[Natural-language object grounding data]
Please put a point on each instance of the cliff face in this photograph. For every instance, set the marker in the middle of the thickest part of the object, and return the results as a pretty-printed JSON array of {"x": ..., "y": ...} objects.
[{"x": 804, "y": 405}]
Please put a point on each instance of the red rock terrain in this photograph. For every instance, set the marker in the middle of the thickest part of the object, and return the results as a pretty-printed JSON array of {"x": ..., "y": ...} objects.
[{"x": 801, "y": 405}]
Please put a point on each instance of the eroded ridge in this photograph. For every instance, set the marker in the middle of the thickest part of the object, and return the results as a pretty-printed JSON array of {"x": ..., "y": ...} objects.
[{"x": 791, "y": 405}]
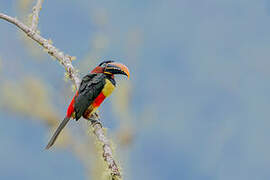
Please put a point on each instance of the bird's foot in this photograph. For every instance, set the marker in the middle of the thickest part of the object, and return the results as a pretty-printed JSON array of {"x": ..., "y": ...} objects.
[{"x": 94, "y": 119}]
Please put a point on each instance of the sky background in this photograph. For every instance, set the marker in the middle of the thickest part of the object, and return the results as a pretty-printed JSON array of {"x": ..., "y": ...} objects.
[{"x": 198, "y": 96}]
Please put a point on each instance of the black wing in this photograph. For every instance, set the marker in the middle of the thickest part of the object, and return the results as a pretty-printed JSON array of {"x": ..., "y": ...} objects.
[{"x": 90, "y": 87}]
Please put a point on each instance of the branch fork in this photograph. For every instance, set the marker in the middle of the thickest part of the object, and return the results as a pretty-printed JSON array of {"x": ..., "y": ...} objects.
[{"x": 66, "y": 61}]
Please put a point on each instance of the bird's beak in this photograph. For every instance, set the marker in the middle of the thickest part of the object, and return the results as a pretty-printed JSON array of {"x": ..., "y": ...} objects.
[{"x": 116, "y": 68}]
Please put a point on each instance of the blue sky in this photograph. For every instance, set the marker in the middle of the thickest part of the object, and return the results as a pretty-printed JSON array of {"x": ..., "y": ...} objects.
[{"x": 200, "y": 86}]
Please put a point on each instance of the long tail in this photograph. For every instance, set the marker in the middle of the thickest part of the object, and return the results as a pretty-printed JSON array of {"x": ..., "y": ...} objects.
[{"x": 57, "y": 132}]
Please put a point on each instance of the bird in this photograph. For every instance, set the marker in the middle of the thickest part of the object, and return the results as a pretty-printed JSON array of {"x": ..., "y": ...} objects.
[{"x": 94, "y": 88}]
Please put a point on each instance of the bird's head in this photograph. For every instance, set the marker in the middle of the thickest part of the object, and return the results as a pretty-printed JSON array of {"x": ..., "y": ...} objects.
[{"x": 111, "y": 68}]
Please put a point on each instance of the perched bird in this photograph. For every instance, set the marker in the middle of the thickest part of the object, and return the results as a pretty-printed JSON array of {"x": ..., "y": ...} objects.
[{"x": 94, "y": 88}]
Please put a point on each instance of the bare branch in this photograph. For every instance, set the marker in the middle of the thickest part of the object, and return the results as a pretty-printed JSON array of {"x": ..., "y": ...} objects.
[
  {"x": 36, "y": 10},
  {"x": 66, "y": 61},
  {"x": 107, "y": 150}
]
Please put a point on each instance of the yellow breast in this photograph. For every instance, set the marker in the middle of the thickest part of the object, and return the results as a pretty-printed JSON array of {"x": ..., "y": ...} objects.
[{"x": 108, "y": 88}]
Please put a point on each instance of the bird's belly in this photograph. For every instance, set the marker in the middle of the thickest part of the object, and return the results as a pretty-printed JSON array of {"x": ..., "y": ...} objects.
[{"x": 106, "y": 91}]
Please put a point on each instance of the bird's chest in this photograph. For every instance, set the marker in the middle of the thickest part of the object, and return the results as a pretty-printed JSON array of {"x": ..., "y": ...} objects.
[{"x": 106, "y": 91}]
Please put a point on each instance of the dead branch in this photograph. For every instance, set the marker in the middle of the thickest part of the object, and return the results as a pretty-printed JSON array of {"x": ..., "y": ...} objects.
[{"x": 66, "y": 61}]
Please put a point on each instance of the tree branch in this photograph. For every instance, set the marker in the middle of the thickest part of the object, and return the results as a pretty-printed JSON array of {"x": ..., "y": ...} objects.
[
  {"x": 36, "y": 10},
  {"x": 66, "y": 61}
]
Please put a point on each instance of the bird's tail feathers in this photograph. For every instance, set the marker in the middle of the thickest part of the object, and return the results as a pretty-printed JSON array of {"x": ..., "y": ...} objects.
[{"x": 57, "y": 132}]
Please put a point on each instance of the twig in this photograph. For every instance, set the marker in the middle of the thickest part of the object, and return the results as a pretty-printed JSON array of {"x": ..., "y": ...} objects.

TASK GOAL:
Hand back the records above exactly as they are, pictures excluded.

REPLY TO THE TASK:
Please put a point on each instance of the cliff face in this photograph. For every instance, set the marker in the middle of the thickest part of the object, and return the results as a pretty-printed JSON array of {"x": ..., "y": ...} objects.
[{"x": 804, "y": 405}]
Please put a point on each instance of the red rock terrain in this photograph. For every instance, set the marker in the middle of the thickest part of the object, and return the results as a pretty-printed JSON array of {"x": ..., "y": ...} objects.
[{"x": 801, "y": 405}]
Please put a point on each instance of the eroded ridge in this photograph. For every instance, set the marker in the middle of the thickest part of the object, and return the results as a pretty-printed JSON array of {"x": ..., "y": ...} objects.
[{"x": 791, "y": 405}]
Please put a point on each instance of the bird's foot in this photograph. For every instance, set the marker in the middle of the thickest part of the object, and return the results as a pretty-printed JSON array of {"x": ..., "y": ...} objects.
[{"x": 94, "y": 119}]
Please put a point on each instance of the sky background in this photograph. For every instance, set the marker in the middle of the thickest part of the object, and return the results as a pretty-printed JSON array of {"x": ..., "y": ...} objects.
[{"x": 198, "y": 96}]
Please put a point on each instance of the black wing in this photograph. For every instance, set the marker in the middle of the thickest part of the object, and return the results as a pretty-printed JSON array of {"x": ..., "y": ...} objects.
[{"x": 90, "y": 87}]
Please put a point on each instance of the branch fork in this photograph. For every instance, set the marker in the middle of the thickest part of the object, and return the results as a pretty-printed JSON array of {"x": ..., "y": ...} objects.
[{"x": 66, "y": 61}]
Please put a point on each instance of the bird's beak in this photograph. For every instance, set the marker in the middle of the thickest part of the object, and return the results as a pretty-printed JSON array of {"x": ..., "y": ...} objects.
[{"x": 116, "y": 68}]
Please put a point on each instance of the blue sky in this photograph. For every instance, set the marker in the middle of the thickest part of the object, and return the results as a pretty-printed JSON array of {"x": ..., "y": ...} objects.
[{"x": 200, "y": 86}]
Please put a point on each instance of the long tail in this photograph. For every instance, set the marker in the middle of the thickest part of the object, and return the results as a pretty-printed JSON array of {"x": ..., "y": ...} objects.
[{"x": 57, "y": 132}]
Please put a point on each instance of the bird in this photograph. For every instance, set the marker in the middle of the thickest part of the object, and return the results as a pretty-printed JSON array of {"x": ..., "y": ...} objects.
[{"x": 94, "y": 88}]
Please put a point on each instance of the bird's head in this photograph. For every instance, set the marker in the middle of the thickest part of the object, and return the results as a pretty-printed JSON array of {"x": ..., "y": ...} objects.
[{"x": 111, "y": 68}]
Please put a point on each instance of the perched bird in this photograph. For every instance, set the marker in the middle of the thickest part of the object, and return the results as a pretty-printed JSON array of {"x": ..., "y": ...} objects.
[{"x": 94, "y": 88}]
Please put a point on each instance of the bare branch in this photograph. For every instance, set the marker in the middle of the thickest part of the object, and return the results as a pretty-printed JSON array of {"x": ..., "y": ...} objects.
[
  {"x": 36, "y": 10},
  {"x": 66, "y": 61},
  {"x": 107, "y": 150}
]
Please put a point on each instance of the yellow breast in this photograph. For every instance, set the marker in the middle of the thickest part of the object, and return the results as a pretty-printed JSON array of {"x": ..., "y": ...} objects.
[{"x": 108, "y": 88}]
Please put a point on each instance of the bird's belly in this photograph. For every instance, set the marker in the middle of the thickest part of the object, and return the results as a pretty-printed JSON array of {"x": ..., "y": ...} objects.
[{"x": 106, "y": 91}]
Please put a point on each instance of the bird's chest in this photograph. For every instance, set the marker in the middle of the thickest part of the object, and return the results as a pretty-printed JSON array of {"x": ..., "y": ...} objects.
[{"x": 106, "y": 91}]
Please put a point on each instance of the dead branch in this photograph. For every instance, set the marker in the middle of the thickest part of the object, and return the results as a pretty-printed JSON array of {"x": ..., "y": ...} objects.
[{"x": 66, "y": 61}]
Please put a point on each instance of the tree branch in this photograph. For every instance, set the marker in the middle of the thickest part of the object, and return the results as a pretty-printed JSON array of {"x": ..., "y": ...} objects.
[
  {"x": 36, "y": 10},
  {"x": 66, "y": 61}
]
Please put a point on each instance of the bird's tail feathers in this photograph. For every instance, set the marker in the middle of the thickest part of the object, and return the results as a pretty-printed JSON array of {"x": ..., "y": ...} objects.
[{"x": 57, "y": 132}]
Please put a point on each instance of the twig in this photograph. For every instance, set the marker in the middle of the thickest part of the object, and return the results as a pretty-printed JSON array of {"x": ..., "y": ...} objects.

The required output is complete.